Pick out every line in the rows below that contains the word "house", and copy each one.

* **Stored rows**
-*-*-

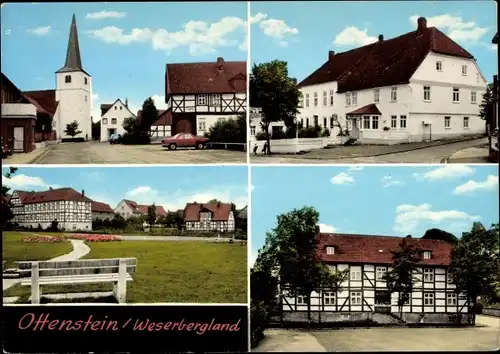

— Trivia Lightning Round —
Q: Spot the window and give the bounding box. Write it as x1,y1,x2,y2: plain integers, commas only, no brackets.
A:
391,87,398,101
196,95,207,106
363,116,370,129
399,116,406,129
444,117,451,129
424,86,431,101
349,270,361,280
212,93,220,106
345,92,351,106
375,267,387,280
391,116,398,129
424,268,434,282
470,91,477,103
351,291,362,305
323,291,335,305
424,293,434,305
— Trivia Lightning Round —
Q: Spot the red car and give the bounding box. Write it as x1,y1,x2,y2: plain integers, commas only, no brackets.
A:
161,133,209,150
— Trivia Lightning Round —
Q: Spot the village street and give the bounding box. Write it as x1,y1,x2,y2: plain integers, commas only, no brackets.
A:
253,316,500,352
2,142,247,165
250,138,488,164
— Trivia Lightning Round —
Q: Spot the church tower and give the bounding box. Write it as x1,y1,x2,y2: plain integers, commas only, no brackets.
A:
54,14,92,140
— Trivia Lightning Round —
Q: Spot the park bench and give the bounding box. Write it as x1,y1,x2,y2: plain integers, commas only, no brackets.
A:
16,258,137,304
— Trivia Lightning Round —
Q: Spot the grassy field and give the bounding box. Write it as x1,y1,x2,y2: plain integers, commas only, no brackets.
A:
2,231,73,268
4,241,247,303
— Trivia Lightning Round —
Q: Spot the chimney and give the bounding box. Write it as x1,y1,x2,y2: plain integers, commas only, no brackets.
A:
417,17,427,33
217,57,224,72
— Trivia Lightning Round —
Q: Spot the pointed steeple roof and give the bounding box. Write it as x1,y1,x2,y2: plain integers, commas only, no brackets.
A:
56,14,90,76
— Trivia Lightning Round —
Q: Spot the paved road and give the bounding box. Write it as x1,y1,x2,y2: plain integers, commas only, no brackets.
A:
30,142,247,164
254,316,500,352
250,138,488,164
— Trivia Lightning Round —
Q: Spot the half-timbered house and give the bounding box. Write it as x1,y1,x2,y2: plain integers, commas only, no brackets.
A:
165,57,247,135
280,233,470,323
9,188,92,231
183,202,235,232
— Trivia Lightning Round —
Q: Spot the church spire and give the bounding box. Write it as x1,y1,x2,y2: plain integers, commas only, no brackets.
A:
57,14,85,73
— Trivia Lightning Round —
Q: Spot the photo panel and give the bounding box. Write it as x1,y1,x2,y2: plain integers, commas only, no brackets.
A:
249,1,498,164
249,164,500,352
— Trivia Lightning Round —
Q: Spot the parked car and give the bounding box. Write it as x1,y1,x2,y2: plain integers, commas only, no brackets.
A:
161,133,209,150
109,133,122,144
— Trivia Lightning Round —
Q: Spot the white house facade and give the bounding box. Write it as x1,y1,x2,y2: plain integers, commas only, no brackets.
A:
297,18,487,143
9,188,92,231
280,234,471,323
101,99,136,141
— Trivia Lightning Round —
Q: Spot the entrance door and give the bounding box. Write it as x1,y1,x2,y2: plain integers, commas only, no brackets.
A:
14,127,24,151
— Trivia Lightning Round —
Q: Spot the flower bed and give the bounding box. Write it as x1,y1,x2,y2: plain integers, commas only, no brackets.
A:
67,234,121,242
23,236,66,243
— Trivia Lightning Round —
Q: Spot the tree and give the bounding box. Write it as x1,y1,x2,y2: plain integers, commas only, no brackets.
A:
259,207,346,320
250,60,301,154
422,228,458,244
139,97,158,133
383,237,422,317
449,222,500,323
64,120,82,138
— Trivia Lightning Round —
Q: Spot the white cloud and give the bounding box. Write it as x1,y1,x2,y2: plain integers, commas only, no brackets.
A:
85,11,127,20
453,175,498,195
318,224,338,233
413,164,476,181
330,172,354,184
88,17,246,56
28,26,52,36
333,26,377,47
380,176,404,188
409,14,489,42
394,204,480,234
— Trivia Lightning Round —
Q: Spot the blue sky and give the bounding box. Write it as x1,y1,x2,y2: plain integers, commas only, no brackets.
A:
2,166,248,210
1,2,248,120
251,164,499,261
250,1,498,81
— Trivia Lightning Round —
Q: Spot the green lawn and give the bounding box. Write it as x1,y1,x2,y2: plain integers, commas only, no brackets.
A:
2,231,73,268
4,241,247,303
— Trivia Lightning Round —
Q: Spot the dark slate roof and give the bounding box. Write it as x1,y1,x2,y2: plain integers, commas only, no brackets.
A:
298,18,474,93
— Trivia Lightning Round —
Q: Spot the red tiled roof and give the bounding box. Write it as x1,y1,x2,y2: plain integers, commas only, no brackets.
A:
184,203,232,221
15,188,92,204
165,58,247,96
347,103,382,116
92,201,114,213
298,19,474,93
22,90,59,116
318,233,453,265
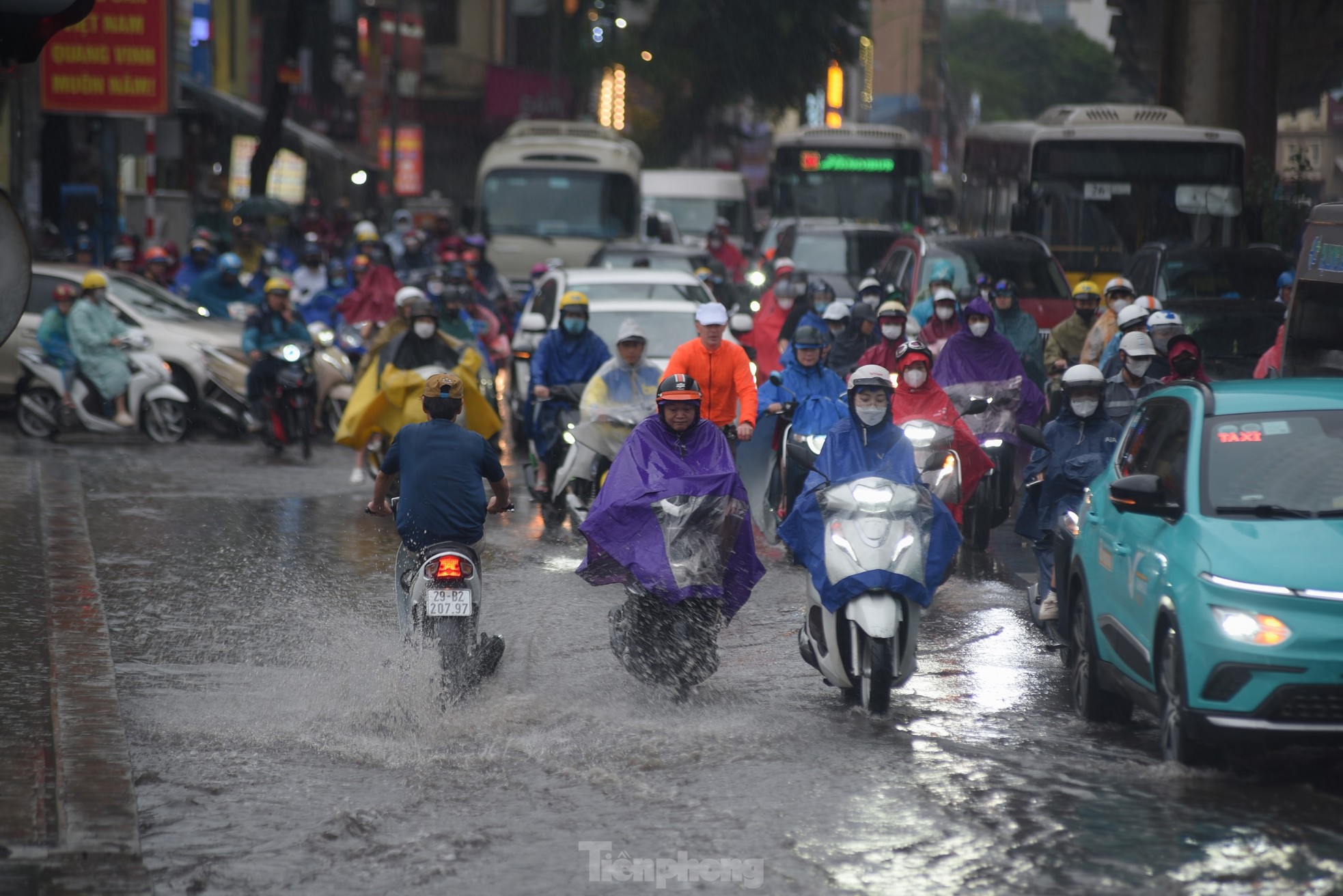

-*-*-

* **Response to this exercise**
Q: Spot the half-timbered house and give the bounding box. Write it as x1,y1,x2,y2: plain integers, commas only, no brackets.
Q: Spot the white house facade and give the bounding box. Write it as x1,y1,x2,y2: plain integers, commas only, no brackets.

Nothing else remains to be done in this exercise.